━━━ Exercise input

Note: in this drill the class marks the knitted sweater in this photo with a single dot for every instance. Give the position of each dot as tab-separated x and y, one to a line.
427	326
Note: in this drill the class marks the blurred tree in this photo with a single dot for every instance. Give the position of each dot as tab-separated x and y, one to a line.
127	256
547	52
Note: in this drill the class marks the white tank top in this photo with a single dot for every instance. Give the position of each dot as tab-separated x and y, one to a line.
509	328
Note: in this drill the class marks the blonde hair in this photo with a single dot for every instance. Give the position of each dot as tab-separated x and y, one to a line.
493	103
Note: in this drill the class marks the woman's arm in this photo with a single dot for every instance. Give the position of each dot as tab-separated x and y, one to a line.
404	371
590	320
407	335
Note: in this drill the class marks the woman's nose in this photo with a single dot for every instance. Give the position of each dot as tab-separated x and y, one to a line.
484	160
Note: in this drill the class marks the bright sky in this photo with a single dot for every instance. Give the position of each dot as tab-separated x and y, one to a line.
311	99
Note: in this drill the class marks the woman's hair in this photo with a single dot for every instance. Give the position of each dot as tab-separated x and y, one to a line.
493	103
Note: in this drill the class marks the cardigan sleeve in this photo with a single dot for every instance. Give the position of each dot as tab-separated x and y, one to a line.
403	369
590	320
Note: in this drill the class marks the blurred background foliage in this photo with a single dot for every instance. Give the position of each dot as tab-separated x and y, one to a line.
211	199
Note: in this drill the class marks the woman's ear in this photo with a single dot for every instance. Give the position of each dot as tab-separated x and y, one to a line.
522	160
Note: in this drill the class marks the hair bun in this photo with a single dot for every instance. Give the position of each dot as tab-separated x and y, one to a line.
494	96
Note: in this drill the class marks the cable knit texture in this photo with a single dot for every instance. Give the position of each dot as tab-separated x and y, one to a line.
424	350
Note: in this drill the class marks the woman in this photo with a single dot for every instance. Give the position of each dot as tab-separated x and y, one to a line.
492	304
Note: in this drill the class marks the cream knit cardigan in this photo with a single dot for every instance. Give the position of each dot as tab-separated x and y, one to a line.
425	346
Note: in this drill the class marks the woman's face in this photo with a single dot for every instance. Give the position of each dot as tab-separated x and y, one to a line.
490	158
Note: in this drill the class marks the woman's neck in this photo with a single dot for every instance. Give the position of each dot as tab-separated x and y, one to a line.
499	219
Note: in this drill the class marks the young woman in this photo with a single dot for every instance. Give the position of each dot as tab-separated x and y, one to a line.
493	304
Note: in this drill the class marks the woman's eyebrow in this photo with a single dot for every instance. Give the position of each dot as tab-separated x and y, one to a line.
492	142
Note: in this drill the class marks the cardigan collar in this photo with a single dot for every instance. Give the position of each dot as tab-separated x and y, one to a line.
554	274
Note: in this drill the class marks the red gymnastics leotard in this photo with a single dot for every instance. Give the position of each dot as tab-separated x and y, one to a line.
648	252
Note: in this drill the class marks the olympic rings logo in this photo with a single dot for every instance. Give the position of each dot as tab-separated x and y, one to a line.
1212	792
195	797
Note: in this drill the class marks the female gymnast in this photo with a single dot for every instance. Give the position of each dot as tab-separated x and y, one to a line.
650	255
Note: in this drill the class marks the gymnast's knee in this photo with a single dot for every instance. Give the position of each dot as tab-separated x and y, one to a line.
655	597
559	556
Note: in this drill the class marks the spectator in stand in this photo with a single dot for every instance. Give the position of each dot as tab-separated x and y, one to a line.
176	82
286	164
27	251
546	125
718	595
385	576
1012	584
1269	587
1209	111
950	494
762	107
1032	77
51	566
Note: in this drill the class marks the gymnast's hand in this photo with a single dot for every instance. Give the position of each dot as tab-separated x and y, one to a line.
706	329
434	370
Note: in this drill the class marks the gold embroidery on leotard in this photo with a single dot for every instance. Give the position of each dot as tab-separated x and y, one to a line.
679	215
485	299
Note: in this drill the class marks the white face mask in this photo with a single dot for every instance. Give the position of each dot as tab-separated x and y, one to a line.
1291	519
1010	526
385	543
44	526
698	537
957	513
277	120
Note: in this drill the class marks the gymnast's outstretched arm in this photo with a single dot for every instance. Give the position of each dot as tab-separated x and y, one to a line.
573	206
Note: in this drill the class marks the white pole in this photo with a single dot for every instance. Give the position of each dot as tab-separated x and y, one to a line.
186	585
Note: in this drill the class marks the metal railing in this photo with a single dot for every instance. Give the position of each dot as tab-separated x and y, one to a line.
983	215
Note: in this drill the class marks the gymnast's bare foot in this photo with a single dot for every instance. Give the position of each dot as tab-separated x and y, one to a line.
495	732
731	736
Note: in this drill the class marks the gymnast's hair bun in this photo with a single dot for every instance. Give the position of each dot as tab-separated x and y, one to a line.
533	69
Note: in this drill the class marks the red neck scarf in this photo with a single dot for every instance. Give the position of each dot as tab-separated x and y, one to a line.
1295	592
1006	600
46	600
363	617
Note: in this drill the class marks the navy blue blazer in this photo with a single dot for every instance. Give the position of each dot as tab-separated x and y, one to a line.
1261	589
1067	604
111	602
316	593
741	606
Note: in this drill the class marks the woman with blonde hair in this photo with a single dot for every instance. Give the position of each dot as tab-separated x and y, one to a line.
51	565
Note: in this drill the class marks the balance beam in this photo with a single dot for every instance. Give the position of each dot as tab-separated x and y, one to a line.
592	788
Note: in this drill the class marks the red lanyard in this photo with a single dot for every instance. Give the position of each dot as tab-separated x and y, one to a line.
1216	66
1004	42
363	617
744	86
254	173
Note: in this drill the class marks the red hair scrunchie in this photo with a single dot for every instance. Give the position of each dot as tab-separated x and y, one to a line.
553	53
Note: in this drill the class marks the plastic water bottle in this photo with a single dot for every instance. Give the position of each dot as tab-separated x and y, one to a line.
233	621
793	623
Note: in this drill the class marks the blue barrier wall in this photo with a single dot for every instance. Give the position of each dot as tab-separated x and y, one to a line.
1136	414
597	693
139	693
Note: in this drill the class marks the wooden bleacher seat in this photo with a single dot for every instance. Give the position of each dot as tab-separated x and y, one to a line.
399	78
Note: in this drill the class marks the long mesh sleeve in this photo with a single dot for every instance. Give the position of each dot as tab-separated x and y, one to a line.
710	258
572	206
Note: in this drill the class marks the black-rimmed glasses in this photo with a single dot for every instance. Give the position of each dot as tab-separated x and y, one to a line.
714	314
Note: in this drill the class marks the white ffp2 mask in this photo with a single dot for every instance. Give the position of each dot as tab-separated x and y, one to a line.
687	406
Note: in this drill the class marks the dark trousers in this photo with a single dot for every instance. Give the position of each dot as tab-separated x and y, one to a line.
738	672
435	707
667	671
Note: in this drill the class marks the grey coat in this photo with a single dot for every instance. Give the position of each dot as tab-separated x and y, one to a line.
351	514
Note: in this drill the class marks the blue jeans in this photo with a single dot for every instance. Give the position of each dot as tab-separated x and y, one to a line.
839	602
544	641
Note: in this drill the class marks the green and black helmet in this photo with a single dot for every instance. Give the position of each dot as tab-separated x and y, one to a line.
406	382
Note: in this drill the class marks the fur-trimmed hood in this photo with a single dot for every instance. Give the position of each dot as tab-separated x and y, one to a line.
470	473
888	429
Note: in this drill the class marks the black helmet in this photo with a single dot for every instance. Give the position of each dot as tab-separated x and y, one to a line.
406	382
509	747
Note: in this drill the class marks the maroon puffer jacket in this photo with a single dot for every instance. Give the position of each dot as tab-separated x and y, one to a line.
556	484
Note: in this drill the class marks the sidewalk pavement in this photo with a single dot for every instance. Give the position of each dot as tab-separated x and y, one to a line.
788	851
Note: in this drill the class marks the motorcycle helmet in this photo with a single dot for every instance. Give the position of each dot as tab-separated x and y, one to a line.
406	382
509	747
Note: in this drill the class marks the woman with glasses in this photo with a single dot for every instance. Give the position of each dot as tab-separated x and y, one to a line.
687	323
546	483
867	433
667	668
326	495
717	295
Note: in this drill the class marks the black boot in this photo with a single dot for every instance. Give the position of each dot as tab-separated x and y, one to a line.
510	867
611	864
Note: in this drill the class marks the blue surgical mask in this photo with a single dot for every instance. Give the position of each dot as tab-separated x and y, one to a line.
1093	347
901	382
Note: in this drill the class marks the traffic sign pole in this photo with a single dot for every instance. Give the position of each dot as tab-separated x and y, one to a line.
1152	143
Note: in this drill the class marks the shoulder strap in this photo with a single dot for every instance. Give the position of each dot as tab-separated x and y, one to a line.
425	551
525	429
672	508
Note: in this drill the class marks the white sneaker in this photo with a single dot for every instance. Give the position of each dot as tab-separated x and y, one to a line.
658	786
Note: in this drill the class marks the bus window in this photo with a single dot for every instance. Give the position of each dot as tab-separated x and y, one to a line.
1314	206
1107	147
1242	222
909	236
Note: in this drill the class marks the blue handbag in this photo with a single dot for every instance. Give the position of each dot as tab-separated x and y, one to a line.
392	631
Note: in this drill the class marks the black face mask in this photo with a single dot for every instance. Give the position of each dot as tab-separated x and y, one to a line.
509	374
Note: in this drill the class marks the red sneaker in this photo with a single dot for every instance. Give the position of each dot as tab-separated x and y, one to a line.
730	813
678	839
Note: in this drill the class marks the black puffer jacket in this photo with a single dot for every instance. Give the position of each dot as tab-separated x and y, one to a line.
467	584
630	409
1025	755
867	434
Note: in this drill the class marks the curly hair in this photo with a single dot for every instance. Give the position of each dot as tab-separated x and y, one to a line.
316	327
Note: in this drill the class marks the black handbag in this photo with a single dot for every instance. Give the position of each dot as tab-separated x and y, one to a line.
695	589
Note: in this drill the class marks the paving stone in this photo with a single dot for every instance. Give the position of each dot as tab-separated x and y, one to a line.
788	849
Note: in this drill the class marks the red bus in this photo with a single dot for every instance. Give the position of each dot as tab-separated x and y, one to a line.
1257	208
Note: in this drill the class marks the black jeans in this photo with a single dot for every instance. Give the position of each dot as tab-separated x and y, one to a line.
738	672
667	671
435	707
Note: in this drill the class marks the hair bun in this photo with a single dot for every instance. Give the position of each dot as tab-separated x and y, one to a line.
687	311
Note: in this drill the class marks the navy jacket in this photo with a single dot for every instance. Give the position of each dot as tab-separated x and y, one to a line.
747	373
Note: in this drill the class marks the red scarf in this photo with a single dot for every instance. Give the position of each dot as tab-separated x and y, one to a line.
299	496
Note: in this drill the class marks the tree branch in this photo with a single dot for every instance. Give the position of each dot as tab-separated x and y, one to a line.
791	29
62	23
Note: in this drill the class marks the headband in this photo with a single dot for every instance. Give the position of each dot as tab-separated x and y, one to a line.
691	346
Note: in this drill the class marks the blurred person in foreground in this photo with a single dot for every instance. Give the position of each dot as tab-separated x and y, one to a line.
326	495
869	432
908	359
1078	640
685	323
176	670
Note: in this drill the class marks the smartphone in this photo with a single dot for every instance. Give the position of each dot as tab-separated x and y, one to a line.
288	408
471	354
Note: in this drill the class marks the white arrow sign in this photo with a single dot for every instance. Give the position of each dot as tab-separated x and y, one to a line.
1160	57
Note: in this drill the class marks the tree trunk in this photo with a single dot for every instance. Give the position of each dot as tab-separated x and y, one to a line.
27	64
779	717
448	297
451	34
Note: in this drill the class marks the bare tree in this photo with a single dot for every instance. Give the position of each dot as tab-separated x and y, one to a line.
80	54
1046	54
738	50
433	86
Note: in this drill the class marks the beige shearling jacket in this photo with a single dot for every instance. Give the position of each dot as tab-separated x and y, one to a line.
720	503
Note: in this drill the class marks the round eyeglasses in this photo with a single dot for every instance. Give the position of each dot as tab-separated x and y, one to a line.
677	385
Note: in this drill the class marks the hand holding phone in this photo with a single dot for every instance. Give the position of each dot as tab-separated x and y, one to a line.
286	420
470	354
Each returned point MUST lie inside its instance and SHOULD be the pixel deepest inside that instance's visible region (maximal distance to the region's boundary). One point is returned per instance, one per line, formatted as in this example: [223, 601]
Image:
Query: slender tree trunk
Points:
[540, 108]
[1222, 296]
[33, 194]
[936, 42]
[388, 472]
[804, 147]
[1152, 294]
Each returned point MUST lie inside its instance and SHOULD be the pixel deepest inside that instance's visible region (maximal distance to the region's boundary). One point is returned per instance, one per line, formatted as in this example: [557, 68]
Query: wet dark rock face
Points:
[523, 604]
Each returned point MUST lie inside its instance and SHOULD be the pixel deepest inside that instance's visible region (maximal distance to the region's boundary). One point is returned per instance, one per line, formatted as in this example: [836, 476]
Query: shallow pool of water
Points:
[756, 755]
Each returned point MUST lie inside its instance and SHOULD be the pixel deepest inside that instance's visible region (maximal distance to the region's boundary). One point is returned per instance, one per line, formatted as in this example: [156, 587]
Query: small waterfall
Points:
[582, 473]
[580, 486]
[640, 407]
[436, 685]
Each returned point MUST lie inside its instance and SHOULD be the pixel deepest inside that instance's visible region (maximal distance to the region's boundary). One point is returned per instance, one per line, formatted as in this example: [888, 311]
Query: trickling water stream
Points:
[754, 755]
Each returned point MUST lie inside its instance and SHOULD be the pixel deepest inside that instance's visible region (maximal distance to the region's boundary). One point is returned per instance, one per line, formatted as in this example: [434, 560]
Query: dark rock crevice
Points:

━━━━━━

-- What is being asked --
Your reply should be an exact copy of every line from the line with "Query: small waterfall" through the final line of the data, and nothing more.

-- Expected answer --
Query: small waterfall
Points:
[582, 473]
[580, 486]
[640, 407]
[436, 685]
Each returned point MUST lie inside its instance and SHOULD be the pixel deepest inside that instance's visible region (maximal distance to the region's boundary). One point is returned per instance, one per line, formatted as in this example: [888, 311]
Query: trickling water stream
Points:
[754, 755]
Each returned point MUST lie inside its instance and SHOULD be the pixel deepest inside that instance's visible region (maximal distance to the region's boundary). One point is returned per instance, one per line, formatted as in this example: [434, 560]
Query: dark rock crevice
Points:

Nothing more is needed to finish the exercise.